Saved entries
::::::::

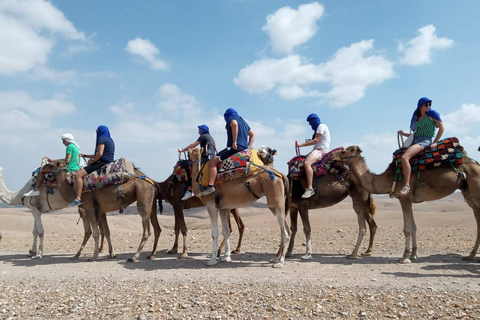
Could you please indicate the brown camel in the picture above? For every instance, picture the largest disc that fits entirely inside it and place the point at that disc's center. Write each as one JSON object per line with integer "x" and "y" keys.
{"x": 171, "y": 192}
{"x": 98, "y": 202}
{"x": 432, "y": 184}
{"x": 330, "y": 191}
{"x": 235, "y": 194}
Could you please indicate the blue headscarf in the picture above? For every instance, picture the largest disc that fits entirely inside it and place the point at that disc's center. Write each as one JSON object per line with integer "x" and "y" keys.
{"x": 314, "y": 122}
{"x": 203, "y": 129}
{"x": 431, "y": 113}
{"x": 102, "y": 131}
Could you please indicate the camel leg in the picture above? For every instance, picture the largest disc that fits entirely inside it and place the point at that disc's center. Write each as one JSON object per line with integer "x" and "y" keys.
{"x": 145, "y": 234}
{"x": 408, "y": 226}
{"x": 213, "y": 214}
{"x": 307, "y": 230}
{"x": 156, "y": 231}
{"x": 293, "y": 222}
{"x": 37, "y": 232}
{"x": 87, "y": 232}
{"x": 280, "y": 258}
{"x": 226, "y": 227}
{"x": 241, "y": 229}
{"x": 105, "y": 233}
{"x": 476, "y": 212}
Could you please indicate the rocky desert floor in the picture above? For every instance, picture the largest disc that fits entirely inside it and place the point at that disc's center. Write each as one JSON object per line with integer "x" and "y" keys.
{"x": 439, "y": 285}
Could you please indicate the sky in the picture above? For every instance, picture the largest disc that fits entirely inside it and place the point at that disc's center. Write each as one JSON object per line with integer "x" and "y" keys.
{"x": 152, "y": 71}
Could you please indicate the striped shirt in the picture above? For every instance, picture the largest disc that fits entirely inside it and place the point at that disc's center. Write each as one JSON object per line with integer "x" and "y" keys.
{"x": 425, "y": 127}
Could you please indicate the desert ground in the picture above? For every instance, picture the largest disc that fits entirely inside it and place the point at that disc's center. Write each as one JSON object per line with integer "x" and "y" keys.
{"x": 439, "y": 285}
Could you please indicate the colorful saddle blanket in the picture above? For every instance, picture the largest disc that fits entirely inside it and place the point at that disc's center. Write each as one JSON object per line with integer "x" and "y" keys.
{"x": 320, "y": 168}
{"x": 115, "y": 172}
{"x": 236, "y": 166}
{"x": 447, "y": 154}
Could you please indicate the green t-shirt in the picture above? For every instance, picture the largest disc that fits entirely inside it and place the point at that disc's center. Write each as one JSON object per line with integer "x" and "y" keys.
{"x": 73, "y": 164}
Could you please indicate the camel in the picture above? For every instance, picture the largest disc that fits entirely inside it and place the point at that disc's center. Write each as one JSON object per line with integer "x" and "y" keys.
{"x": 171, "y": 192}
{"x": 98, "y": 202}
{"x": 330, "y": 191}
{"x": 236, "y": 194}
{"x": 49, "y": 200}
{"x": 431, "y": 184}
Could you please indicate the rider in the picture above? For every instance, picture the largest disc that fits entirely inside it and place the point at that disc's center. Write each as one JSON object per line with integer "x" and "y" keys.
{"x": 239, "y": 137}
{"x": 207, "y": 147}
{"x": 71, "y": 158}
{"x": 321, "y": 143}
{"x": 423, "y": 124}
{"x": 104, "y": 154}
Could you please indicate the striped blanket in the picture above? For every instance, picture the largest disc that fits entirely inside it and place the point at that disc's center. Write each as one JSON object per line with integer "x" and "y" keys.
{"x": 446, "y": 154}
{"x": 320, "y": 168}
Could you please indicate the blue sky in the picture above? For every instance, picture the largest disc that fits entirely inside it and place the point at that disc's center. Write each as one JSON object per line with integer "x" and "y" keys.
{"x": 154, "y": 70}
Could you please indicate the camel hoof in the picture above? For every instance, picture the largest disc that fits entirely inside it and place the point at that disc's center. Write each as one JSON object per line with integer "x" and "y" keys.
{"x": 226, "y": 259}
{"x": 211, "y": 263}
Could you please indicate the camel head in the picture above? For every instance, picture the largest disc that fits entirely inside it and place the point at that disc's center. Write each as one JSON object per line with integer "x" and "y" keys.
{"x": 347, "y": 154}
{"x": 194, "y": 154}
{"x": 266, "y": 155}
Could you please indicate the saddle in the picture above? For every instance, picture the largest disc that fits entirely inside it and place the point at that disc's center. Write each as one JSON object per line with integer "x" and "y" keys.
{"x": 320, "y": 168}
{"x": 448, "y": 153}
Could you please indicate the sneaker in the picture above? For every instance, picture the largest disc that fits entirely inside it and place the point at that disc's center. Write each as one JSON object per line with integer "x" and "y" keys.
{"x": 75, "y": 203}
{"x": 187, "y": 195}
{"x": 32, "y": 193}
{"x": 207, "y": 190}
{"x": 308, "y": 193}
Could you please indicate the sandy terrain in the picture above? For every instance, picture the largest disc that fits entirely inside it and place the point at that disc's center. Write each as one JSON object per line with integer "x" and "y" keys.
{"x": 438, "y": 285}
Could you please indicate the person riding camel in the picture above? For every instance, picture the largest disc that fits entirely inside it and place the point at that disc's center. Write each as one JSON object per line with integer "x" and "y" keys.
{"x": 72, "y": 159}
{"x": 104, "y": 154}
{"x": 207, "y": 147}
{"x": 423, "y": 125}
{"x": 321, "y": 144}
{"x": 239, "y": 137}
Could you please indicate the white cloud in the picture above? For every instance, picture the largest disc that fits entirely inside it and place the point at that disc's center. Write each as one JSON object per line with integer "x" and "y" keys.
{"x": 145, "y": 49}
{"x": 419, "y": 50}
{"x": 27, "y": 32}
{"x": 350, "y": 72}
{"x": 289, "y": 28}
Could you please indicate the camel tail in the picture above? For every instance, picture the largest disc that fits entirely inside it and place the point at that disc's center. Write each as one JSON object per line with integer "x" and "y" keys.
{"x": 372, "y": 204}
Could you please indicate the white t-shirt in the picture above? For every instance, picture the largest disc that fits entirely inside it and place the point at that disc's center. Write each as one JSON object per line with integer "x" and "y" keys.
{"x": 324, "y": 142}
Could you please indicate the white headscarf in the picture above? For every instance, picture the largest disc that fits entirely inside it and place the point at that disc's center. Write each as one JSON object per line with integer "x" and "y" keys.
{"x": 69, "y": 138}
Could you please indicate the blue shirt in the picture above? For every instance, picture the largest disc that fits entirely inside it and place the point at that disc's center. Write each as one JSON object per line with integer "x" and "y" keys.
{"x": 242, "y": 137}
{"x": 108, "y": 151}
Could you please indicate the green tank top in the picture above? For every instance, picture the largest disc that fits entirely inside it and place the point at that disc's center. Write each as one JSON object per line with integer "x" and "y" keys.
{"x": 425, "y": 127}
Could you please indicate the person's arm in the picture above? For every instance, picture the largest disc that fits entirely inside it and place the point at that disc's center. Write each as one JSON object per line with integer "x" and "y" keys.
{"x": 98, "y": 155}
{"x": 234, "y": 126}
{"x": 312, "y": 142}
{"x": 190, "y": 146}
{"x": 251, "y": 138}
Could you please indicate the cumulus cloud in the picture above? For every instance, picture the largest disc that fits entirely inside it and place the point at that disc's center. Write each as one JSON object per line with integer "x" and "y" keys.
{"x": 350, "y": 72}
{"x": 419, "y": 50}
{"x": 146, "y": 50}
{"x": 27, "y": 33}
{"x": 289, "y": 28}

::::::::

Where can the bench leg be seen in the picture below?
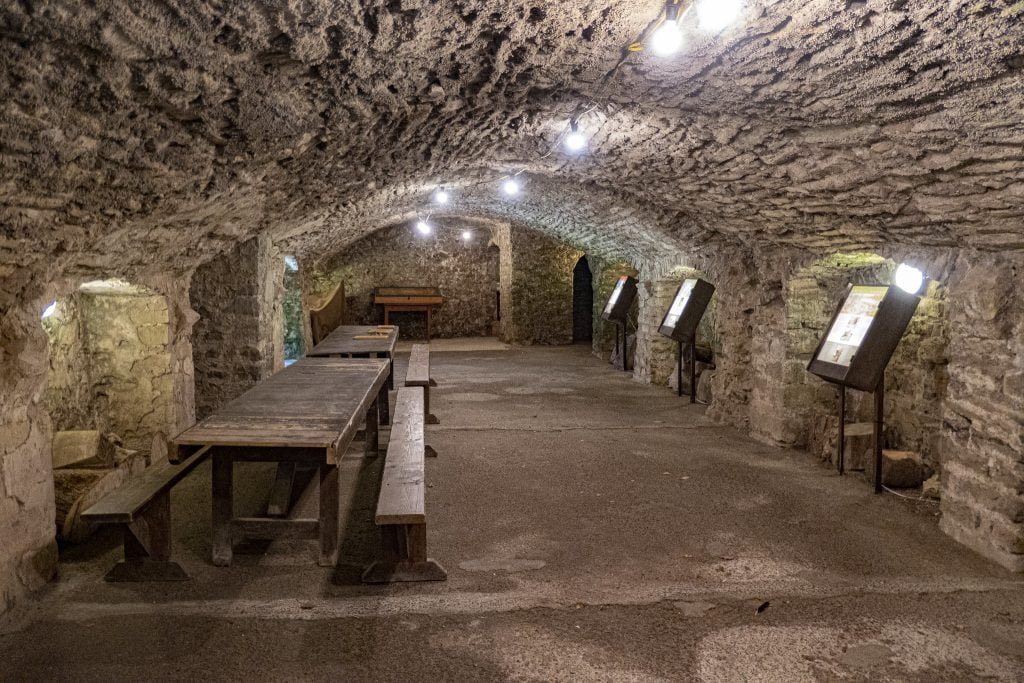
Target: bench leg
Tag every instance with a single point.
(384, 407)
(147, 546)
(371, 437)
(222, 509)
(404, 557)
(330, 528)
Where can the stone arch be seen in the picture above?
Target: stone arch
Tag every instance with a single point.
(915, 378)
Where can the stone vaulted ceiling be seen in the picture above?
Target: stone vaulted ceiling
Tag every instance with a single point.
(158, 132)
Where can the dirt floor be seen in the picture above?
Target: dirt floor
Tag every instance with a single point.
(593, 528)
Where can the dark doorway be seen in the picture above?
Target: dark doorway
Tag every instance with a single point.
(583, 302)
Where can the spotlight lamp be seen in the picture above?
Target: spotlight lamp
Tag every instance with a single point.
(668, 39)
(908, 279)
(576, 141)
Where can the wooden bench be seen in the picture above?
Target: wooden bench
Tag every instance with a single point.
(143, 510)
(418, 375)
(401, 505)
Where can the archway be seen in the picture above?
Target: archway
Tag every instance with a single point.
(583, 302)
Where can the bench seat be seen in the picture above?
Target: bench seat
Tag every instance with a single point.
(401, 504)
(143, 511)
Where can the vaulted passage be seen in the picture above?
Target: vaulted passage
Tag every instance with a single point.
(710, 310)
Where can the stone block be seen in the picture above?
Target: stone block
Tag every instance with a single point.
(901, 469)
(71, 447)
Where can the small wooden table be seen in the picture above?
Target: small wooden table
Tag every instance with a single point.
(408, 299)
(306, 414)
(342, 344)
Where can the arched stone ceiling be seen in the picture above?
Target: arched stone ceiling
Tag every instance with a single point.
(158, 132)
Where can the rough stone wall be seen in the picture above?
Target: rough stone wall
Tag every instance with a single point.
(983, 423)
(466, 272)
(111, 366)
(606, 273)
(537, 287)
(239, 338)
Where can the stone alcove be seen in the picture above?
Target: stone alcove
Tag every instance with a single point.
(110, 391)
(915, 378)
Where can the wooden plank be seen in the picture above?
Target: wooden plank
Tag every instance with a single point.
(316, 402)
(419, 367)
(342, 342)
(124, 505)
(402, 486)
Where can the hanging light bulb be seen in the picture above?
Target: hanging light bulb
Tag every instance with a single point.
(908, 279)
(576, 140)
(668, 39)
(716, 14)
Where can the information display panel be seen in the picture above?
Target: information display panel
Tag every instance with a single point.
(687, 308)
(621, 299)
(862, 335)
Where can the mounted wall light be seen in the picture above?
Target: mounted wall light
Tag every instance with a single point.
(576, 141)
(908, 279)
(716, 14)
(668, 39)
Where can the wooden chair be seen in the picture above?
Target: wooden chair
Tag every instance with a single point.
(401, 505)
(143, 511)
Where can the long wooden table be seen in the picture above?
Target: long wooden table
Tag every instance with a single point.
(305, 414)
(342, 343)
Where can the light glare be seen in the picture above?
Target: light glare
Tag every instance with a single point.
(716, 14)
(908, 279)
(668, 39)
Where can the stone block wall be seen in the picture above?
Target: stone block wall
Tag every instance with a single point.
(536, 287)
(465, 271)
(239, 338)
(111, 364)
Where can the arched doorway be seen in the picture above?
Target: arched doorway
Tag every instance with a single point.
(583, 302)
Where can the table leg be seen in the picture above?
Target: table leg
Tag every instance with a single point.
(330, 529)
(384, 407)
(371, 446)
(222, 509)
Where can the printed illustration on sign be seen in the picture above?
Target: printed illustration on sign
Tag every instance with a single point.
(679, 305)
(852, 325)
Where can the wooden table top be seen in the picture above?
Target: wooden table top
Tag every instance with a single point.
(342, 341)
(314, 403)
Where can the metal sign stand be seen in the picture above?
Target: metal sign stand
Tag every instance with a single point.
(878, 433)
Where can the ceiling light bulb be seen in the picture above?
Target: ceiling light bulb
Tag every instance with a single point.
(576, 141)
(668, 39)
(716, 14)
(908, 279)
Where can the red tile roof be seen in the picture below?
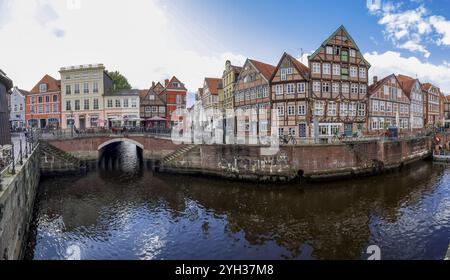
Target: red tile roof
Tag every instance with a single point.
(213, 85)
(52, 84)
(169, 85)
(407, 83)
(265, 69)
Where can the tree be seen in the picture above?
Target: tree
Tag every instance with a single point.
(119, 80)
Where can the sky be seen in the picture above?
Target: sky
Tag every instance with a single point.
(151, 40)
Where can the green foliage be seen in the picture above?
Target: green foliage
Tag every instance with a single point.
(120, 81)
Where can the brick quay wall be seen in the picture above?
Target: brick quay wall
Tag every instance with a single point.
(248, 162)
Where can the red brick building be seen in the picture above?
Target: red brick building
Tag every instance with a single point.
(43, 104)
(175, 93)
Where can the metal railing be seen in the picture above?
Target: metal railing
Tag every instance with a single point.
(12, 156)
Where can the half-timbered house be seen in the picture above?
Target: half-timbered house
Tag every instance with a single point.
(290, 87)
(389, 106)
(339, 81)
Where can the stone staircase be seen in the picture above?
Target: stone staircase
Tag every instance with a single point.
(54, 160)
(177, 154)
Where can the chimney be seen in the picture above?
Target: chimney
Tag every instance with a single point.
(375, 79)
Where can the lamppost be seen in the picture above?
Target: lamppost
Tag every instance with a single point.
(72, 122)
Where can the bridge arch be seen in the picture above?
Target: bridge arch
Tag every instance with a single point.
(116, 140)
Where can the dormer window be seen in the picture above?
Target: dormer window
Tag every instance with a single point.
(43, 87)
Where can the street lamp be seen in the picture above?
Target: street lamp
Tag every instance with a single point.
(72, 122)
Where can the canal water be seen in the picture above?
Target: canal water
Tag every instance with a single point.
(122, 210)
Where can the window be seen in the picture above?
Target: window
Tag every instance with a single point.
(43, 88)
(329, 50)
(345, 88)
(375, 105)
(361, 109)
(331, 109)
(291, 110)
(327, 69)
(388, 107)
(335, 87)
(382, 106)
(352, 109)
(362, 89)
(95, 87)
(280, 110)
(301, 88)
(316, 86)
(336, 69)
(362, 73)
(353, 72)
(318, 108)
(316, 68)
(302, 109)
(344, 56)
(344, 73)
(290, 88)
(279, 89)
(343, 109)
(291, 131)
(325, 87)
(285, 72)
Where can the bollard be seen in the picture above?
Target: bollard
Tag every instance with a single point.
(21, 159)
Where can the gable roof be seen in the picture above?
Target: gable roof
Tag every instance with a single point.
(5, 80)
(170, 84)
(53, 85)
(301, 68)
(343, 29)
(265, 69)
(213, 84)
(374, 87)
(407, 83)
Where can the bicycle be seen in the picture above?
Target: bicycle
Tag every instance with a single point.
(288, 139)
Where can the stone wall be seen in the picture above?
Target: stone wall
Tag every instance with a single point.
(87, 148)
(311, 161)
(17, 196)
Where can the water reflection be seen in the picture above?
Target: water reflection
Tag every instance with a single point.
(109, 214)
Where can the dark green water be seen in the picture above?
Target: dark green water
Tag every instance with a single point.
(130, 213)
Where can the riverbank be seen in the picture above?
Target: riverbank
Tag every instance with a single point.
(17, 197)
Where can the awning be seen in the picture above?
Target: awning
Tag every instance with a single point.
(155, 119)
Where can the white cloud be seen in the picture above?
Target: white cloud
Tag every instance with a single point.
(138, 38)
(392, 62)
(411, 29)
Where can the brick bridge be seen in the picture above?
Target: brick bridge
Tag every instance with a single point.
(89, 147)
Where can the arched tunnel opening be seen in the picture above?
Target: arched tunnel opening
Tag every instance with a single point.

::::::::

Exercise details: The reply should consist solely of the lines above from the one that has "Target: stone staircase" through the one that has "Target: street lamp", reproduced exactly.

Task solution:
Target: stone staircase
Tag every instance with a single point.
(54, 160)
(177, 154)
Where can the chimney be seen in the picture above?
Target: chimney
Tag every instance with a single point.
(375, 79)
Where can the lamppost be seen in the picture above?
Target: lamppost
Tag every instance with a single point.
(72, 122)
Where can the bridge arch be seen in the picture above?
Target: bridge arch
Tag every instance with a single point.
(116, 140)
Where can the dormer window be seen in the picture above?
Target: dormer window
Tag every instance with a single point.
(43, 87)
Where can the street lamp be seen in the picture above?
Target: street lamp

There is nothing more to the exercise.